• Exercise brief:
Gather all lines in the entries that include the word "image".
*** Task material
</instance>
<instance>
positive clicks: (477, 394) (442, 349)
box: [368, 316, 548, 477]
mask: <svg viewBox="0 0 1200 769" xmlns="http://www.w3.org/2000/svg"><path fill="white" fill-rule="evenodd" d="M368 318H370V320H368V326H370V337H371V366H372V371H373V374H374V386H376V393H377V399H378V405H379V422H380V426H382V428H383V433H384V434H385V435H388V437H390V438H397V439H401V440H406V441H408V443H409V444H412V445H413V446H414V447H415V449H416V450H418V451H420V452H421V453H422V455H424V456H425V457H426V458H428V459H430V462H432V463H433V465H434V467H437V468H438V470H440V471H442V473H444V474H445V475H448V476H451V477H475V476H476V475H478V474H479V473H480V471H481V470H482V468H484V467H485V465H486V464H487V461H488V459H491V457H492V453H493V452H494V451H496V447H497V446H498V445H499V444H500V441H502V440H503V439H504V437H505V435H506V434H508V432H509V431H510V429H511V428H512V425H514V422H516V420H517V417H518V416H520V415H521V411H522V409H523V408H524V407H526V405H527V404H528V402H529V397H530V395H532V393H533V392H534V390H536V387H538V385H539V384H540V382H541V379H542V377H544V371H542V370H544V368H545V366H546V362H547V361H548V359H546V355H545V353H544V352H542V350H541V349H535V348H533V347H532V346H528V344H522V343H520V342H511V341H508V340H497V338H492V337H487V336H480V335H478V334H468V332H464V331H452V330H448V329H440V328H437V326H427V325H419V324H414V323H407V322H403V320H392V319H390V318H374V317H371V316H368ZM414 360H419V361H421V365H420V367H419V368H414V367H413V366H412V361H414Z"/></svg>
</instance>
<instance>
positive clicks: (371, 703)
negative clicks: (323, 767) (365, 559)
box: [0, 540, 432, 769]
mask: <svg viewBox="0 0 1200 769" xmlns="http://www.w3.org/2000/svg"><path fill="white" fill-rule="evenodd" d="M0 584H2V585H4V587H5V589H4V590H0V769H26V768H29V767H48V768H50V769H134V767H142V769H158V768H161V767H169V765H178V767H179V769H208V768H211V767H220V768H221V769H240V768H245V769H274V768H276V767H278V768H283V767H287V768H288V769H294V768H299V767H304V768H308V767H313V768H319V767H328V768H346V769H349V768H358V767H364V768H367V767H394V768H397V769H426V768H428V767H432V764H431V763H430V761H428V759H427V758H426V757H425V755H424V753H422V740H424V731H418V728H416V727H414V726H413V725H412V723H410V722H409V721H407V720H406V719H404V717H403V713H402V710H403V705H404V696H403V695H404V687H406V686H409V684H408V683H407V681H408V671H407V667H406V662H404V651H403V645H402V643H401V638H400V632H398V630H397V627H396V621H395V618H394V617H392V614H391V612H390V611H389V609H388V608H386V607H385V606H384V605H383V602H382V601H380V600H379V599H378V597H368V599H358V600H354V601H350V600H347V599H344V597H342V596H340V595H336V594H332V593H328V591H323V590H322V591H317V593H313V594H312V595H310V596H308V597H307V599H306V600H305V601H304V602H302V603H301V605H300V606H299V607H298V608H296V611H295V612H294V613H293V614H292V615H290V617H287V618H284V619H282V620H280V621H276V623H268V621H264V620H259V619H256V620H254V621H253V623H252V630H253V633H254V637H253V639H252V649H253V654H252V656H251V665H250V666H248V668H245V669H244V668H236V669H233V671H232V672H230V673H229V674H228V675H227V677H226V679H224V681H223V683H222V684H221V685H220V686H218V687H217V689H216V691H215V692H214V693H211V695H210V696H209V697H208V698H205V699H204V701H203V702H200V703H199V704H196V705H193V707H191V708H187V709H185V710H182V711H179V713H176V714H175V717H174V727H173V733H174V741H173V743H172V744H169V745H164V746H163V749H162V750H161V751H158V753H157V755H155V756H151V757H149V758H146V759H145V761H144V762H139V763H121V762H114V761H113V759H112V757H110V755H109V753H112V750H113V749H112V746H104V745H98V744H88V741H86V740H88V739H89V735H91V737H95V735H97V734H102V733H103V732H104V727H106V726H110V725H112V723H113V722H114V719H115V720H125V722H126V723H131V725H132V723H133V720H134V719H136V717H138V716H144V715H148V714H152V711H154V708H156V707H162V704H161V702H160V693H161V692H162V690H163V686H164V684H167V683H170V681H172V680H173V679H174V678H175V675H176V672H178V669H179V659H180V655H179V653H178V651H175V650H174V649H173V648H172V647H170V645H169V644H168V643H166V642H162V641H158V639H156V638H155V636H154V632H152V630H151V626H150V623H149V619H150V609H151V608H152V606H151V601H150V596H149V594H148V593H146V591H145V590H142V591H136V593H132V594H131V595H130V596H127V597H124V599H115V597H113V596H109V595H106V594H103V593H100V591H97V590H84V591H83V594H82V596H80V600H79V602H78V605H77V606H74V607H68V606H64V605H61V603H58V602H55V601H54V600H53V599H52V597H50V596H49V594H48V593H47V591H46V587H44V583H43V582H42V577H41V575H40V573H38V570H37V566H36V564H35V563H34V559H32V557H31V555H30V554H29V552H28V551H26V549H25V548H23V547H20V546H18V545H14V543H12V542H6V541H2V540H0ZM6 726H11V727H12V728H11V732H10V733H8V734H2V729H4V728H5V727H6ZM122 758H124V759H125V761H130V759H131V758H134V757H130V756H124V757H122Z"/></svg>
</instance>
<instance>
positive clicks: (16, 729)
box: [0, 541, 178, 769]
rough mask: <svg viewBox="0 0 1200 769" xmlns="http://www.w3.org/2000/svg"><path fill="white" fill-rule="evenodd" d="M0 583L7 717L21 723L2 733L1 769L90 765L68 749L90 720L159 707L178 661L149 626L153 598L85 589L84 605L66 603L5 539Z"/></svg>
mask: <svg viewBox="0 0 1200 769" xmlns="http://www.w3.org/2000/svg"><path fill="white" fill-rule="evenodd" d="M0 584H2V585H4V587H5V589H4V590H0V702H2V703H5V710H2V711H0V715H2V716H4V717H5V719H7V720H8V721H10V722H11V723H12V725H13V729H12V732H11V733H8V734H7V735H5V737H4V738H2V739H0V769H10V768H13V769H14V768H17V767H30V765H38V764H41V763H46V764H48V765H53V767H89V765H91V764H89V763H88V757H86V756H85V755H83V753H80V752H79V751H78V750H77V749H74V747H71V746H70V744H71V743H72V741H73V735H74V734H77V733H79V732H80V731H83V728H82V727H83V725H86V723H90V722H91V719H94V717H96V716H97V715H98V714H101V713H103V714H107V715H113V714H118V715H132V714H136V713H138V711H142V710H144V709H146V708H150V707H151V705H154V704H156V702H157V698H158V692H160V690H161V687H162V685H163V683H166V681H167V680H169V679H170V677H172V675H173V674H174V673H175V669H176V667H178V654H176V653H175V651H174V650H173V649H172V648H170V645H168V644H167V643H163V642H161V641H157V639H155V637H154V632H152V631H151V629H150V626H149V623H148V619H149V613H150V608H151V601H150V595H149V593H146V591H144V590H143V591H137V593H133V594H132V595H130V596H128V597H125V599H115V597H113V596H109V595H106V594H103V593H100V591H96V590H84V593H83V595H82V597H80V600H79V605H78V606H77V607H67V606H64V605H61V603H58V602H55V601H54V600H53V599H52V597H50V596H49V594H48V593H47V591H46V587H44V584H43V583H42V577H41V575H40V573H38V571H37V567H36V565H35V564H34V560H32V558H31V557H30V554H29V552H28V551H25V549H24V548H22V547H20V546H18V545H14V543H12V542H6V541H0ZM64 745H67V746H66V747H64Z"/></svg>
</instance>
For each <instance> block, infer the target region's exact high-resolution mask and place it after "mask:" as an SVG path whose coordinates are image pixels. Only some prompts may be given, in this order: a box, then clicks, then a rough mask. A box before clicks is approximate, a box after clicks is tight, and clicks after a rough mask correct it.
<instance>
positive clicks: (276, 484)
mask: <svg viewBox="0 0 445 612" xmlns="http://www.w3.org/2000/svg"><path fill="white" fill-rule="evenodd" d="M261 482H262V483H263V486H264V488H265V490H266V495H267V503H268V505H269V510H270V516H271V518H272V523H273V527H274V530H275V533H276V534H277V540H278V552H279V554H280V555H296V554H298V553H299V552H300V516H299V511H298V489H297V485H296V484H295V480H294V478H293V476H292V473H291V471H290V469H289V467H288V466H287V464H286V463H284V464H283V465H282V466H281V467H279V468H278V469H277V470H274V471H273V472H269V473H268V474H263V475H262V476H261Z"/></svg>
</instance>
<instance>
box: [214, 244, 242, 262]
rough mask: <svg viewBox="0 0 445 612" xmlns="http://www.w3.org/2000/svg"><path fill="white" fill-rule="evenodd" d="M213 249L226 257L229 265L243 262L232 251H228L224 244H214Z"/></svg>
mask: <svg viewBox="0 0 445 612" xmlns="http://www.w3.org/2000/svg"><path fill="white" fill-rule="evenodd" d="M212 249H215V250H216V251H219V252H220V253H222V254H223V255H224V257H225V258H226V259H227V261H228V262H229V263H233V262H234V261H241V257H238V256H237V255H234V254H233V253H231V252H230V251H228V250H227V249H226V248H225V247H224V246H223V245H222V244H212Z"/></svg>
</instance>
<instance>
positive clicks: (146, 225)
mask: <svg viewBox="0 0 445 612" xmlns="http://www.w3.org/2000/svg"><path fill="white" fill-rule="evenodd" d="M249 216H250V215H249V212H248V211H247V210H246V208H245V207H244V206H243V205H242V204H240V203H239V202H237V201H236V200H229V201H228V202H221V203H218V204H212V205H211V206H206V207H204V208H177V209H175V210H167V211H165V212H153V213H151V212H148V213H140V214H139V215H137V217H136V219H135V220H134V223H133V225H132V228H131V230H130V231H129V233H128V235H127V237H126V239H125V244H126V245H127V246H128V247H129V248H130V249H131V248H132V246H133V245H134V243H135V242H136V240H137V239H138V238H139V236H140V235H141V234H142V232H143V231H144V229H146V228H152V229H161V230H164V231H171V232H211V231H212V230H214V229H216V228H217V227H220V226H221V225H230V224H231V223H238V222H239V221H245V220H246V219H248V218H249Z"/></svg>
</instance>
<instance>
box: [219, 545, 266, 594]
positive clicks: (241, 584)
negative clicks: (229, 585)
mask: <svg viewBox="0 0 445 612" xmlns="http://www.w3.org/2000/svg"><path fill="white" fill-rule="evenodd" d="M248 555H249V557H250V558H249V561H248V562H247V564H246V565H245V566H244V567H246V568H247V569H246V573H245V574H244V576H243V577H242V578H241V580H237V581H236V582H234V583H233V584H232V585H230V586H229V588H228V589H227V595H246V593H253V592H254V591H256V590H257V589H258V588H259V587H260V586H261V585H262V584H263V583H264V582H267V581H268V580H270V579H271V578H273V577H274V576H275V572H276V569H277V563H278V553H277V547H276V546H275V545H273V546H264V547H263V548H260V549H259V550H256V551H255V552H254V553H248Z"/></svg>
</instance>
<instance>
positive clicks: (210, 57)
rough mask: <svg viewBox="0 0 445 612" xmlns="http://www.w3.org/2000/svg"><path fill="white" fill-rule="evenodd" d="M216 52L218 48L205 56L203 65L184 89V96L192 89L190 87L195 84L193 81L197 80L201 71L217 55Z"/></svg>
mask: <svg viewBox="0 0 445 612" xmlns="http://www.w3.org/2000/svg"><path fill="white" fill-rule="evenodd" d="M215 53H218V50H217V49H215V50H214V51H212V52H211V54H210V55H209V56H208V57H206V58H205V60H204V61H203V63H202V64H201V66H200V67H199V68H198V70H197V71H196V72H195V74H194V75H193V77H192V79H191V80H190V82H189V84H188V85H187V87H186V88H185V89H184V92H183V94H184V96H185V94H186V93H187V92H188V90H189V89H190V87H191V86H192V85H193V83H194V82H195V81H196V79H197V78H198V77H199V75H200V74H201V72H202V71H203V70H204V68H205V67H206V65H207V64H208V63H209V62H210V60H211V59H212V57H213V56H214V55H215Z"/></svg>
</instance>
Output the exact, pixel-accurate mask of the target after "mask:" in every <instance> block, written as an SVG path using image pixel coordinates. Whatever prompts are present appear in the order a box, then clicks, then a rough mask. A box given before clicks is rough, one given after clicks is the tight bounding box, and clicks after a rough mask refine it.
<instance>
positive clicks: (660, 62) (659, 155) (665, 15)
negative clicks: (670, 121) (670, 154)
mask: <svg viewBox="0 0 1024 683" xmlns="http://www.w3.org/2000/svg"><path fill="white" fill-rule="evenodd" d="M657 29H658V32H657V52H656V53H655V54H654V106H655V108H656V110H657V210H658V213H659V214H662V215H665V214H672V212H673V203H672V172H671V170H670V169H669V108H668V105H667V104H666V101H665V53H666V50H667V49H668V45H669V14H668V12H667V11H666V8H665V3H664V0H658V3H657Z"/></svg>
******
• Output for this task:
For each <instance> block, infer the target region's exact high-resolution mask and place it after "mask:" as an SVG path whose coordinates are image pixels. Only some prompts may be given, in this order: a box, then clicks, then a rough mask. A box before clicks is approximate, a box after clicks is tight, and clicks after a rough mask correct it.
Output the exact, pixel-accurate mask of the target after "mask:" in every <instance> block, written as an SVG path using image pixel coordinates. Whatever prompts are present appear in the order a box, then clicks, then a rough mask. A box given before clicks is rough, one given after clicks is the tight bounding box, and clicks after a rough mask refine it.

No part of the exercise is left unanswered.